___ INFORMATION GIVEN ___

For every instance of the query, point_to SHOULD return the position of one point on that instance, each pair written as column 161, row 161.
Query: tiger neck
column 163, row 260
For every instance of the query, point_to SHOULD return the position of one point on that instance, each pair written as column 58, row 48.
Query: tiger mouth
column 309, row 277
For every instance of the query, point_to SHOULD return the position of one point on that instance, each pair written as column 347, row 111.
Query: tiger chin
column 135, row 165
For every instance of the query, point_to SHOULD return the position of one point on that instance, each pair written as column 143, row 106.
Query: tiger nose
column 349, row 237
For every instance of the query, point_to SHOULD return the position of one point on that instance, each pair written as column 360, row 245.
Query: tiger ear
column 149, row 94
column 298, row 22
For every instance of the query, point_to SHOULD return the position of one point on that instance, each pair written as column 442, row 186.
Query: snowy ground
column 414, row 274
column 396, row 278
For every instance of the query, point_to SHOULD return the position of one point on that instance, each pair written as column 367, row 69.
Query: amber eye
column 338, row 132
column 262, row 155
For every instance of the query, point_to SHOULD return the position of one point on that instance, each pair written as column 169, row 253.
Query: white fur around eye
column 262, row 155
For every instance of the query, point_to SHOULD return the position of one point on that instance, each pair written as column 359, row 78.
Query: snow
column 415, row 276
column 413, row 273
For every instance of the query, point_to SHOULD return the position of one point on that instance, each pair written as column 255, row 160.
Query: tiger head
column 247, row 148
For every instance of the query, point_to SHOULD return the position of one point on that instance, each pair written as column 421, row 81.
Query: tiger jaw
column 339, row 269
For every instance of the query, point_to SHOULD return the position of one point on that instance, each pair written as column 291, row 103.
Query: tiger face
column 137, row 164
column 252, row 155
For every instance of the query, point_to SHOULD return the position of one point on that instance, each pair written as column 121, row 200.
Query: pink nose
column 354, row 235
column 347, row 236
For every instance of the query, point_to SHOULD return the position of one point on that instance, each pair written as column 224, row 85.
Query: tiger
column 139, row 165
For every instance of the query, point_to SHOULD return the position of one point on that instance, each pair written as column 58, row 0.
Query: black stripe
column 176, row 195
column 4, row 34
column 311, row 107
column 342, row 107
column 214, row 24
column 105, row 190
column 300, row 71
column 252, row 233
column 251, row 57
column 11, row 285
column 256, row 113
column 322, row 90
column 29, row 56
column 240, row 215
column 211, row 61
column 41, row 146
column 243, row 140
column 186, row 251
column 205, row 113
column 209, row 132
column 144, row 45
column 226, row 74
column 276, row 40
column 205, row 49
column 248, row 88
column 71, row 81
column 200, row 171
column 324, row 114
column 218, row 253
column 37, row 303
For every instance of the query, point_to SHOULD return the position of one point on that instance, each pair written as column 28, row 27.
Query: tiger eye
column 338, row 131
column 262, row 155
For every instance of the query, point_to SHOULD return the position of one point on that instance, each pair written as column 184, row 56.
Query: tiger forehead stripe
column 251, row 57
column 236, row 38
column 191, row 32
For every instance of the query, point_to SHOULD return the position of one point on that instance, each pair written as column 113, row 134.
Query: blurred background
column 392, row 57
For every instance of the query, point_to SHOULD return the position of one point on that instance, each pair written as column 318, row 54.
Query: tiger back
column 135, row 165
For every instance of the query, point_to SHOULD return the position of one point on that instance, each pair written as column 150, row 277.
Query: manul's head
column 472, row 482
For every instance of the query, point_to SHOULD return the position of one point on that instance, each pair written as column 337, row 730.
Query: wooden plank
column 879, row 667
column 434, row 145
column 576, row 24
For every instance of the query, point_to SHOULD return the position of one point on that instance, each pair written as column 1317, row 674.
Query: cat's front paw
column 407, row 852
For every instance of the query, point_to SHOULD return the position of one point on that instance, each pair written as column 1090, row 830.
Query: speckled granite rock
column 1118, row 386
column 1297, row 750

___

#### TASK INSTRUCTIONS:
Each line above needs to be output again, exactly as shown.

#### SOLUTION TO THIS PROBLEM:
For every instance of the query, point_to SHOULD return the position of one point on that instance, each pair written as column 161, row 161.
Query: tiger neck
column 163, row 260
For every instance of the query, point_to SHOULD return the position of one point on that instance, each pair written as column 58, row 48.
Query: tiger mouth
column 309, row 277
For every instance of the query, point_to SHOULD return the position of one point on that instance, each pair written as column 347, row 111.
Query: tiger chin
column 135, row 165
For every instance of the query, point_to SHOULD return the position of one point on that instance, each pair written as column 143, row 106.
Query: tiger nose
column 349, row 237
For every instance of the query, point_to SHOULD return the position of one point on that instance, each pair written as column 360, row 245.
Query: tiger ear
column 149, row 94
column 298, row 22
For every instance of the query, point_to SHOULD return the position of one point on that instance, each pair written as column 442, row 186.
Query: snowy ground
column 414, row 274
column 396, row 278
For every instance of the query, point_to SHOULD return the position of one point on that instance, each pair written as column 367, row 69.
Query: amber eye
column 338, row 132
column 262, row 155
For every instance of the query, point_to SHOULD return the position of one point on that instance, each pair written as column 169, row 253.
Query: white fur around eye
column 262, row 155
For every instance of the query, point_to SHOULD return the position of one point on that instance, each pair written as column 359, row 78.
Query: snow
column 415, row 276
column 413, row 273
For every instance of the query, point_to SHOULD return the position of one point on that instance, each pair written as column 255, row 160.
Query: tiger head
column 247, row 148
For every instance of the query, point_to SHOULD return the position of one point on that instance, each pair written as column 421, row 81.
Query: tiger jaw
column 339, row 269
For every instance of the query, point_to SHOULD return the position of one point on that instance, each pair written as column 291, row 103.
Query: tiger face
column 137, row 164
column 252, row 155
For every instance of the query, point_to SHOULD return the position of one point on that instance, each pair written as column 121, row 200.
Query: pink nose
column 354, row 235
column 347, row 236
For every instance of the query, point_to SHOULD return the position of one point on that instance, each pair written as column 224, row 85.
Query: tiger
column 139, row 165
For every instance of the query, point_to SHOULD return the position of one point on that instance, each pair written as column 58, row 0.
Query: black stripe
column 176, row 195
column 4, row 34
column 311, row 107
column 342, row 107
column 214, row 24
column 105, row 190
column 300, row 71
column 252, row 233
column 251, row 57
column 11, row 285
column 256, row 113
column 322, row 90
column 29, row 56
column 240, row 215
column 211, row 61
column 41, row 146
column 243, row 140
column 186, row 251
column 205, row 113
column 209, row 132
column 144, row 45
column 226, row 74
column 276, row 40
column 205, row 49
column 248, row 88
column 71, row 81
column 200, row 171
column 324, row 114
column 218, row 253
column 37, row 303
For every instance of the query, point_to SHOULD return the position of one point on that instance, each pair written as column 28, row 27.
Query: tiger eye
column 338, row 131
column 262, row 155
For every instance of the query, point_to SHOULD return the position of one point on that instance, each pair written as column 184, row 56.
Query: tiger forehead stripe
column 251, row 57
column 236, row 38
column 191, row 32
For every instance of the query, point_to SHOULD return the position of one point on that instance, each pair written as column 113, row 134.
Query: blurred background
column 392, row 57
For every instance of the query, point_to SHOULD return the position of one point on that instance, each pair written as column 318, row 54.
Query: tiger back
column 135, row 165
For every instance of the query, point_to SHOULD return the position of one point on that instance, each pair written as column 150, row 277.
Query: manul's head
column 472, row 482
For every instance of the query, point_to SHOULD return the position of one point on that instance, each pair written as column 337, row 730.
Query: wooden plank
column 879, row 667
column 434, row 145
column 576, row 24
For every instance of the query, point_to SHOULD return the position of one point on that instance, each pair written as column 1317, row 674.
Query: cat's front paw
column 407, row 852
For every instance of the query, point_to SHOULD return the position of one point on that instance, each pair written as column 1090, row 830.
Query: speckled granite rock
column 1118, row 386
column 1297, row 750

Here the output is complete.